After three months of work research and drafting (a pretty good pace for me), I managed to finish my most recent play last week. I made a final proofreading pass, typed out those magical words “end of play,” and then set about the submission process. This script was written for a specific submission opportunity, with an end of the month deadline, so with the manuscript set I began the actual submission process. There was some confusion early on, as the website I saw using had links both this year’s and last year’s opportunity, so navigating to the correct page took a bit of time. Once that was done, I began the ever-laborious process of formatting the manuscript to their specifications, writing out a synopsis and a statement of intent (it always surprises me that those are not the same thing, but there you go), and compiling the other supplemental materials required. By the time the process was done and I’d hit the final “send” button, I’d been engrossed in the task for a few hours, oblivious to all else. I opened up a new tab on my laptop, to see what I’d missed in those few hours…
And discovered that the world had completely changed. Specifically, that the Russian invasion of Ukraine was underway.

++++

Required task 1:
Tally the lines in the listing that contain the word "shoe", and give only the number.

++++

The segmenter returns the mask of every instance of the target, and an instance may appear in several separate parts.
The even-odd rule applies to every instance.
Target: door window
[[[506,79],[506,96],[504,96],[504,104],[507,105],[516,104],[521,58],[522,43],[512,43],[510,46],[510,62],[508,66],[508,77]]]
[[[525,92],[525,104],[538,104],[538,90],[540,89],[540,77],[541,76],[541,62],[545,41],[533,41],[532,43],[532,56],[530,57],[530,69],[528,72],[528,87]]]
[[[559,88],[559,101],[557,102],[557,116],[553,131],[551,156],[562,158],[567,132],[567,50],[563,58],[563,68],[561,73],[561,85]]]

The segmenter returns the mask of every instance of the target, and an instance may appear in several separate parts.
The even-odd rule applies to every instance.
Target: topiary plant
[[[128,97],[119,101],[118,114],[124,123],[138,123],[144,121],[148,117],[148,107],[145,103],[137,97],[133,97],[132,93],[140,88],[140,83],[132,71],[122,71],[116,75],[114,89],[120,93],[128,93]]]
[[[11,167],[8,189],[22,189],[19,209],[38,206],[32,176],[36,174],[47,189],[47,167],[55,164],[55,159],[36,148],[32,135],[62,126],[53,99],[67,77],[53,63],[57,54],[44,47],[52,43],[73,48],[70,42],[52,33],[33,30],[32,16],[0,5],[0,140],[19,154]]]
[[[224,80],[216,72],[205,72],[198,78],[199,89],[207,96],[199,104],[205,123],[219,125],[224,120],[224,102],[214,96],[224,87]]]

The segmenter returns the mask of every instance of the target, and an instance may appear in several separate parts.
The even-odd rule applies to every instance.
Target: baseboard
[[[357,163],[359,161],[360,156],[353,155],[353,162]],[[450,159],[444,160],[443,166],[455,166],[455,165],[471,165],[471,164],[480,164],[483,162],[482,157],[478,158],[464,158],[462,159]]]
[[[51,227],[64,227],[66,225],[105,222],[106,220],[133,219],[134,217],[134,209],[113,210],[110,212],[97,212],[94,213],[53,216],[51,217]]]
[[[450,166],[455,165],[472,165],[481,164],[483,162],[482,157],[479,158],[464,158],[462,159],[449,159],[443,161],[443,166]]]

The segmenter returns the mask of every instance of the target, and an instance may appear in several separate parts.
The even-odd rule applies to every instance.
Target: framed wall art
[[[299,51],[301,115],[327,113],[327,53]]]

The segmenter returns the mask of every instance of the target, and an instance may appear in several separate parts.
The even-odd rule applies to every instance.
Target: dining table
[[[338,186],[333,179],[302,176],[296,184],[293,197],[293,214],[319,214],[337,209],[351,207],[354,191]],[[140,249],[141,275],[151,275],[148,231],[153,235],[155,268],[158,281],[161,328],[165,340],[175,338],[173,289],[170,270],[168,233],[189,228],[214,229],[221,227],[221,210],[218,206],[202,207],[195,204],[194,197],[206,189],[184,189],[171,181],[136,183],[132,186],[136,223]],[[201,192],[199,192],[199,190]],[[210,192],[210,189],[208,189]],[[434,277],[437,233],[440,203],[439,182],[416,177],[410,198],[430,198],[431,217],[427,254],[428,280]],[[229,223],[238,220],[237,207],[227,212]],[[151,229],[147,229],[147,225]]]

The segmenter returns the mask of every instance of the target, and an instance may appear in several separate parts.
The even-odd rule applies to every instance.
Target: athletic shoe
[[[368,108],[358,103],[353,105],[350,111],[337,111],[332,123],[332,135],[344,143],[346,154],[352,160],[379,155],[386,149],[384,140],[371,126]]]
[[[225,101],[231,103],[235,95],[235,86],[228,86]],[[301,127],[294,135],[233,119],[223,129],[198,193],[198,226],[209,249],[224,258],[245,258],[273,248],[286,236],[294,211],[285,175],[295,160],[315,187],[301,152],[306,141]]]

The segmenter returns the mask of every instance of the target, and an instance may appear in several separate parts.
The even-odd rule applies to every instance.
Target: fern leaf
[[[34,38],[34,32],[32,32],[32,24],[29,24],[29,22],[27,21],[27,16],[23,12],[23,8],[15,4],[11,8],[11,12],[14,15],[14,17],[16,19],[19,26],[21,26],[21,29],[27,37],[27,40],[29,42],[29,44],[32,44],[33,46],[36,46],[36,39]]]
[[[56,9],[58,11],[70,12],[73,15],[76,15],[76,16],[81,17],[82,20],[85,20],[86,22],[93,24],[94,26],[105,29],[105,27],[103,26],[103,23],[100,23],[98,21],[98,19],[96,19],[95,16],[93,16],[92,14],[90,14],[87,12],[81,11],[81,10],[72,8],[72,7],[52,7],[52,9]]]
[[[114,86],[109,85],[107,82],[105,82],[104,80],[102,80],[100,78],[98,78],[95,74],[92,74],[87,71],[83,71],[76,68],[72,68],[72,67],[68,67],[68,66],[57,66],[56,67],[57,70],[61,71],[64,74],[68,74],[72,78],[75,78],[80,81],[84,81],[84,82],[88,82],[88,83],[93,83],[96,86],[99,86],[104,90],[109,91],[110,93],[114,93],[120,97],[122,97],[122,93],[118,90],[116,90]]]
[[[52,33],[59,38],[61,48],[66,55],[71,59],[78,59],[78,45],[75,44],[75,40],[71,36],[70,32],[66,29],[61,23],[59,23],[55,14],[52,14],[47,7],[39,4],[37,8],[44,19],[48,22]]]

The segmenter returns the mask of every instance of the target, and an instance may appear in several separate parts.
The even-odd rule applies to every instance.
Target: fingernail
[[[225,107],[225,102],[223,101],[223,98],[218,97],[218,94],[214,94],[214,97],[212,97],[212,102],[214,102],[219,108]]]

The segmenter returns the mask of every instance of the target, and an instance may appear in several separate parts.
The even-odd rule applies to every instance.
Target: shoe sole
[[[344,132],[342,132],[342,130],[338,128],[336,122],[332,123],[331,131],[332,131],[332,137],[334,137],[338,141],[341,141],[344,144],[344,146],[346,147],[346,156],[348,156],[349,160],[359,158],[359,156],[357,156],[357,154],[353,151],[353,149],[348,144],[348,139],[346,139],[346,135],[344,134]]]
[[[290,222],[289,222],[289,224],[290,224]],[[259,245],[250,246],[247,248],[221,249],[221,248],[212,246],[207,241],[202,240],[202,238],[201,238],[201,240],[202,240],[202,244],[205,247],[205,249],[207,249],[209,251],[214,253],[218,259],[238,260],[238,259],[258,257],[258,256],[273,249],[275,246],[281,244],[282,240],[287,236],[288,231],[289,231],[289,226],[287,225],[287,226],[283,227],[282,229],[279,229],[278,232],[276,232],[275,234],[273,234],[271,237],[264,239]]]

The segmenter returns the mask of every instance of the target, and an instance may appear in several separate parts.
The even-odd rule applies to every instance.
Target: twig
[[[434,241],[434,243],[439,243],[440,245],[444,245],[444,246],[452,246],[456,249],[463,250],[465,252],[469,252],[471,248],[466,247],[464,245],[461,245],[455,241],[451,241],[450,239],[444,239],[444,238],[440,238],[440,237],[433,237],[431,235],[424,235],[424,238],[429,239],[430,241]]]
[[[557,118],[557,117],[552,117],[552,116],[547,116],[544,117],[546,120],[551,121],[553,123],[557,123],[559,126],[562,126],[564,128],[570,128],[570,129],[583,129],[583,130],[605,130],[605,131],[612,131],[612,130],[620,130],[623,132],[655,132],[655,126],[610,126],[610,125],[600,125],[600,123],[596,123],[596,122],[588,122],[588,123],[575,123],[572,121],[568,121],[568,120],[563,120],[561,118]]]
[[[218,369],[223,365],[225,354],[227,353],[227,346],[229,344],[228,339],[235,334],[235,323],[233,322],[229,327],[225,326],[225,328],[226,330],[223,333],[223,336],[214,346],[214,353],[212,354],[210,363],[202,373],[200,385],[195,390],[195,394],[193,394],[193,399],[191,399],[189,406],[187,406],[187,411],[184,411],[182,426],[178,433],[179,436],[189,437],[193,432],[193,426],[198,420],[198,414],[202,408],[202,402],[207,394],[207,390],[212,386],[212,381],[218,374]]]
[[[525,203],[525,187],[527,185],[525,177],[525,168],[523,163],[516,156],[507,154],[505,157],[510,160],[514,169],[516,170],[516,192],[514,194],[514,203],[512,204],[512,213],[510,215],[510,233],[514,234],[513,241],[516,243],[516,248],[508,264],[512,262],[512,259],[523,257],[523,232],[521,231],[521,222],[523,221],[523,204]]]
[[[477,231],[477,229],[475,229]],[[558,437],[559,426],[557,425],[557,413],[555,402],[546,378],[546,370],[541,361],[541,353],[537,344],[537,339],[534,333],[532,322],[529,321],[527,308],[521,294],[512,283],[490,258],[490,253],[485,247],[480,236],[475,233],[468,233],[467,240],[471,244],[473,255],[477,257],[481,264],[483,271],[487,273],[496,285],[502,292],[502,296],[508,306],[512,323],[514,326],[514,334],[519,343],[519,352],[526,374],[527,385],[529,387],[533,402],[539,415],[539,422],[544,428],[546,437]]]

++++

Required task 2:
Turn the paragraph of the essay above that begins "After three months of work research" into a short bulleted list that keeps its main facts.

Right answer 1:
2

Right answer 2:
- After three months of research and drafting, I finished my latest play last week, proofread it, and typed "end of play."
- The script was for a specific submission opportunity with an end-of-month deadline.
- Finding the right page took time because the website linked both this year's and last year's opportunity.
- I formatted the manuscript to their specifications, wrote a synopsis and a statement of intent, and compiled the other required materials.
- The process absorbed me for a few hours, and after hitting "send," I opened a new tab to see what I'd missed.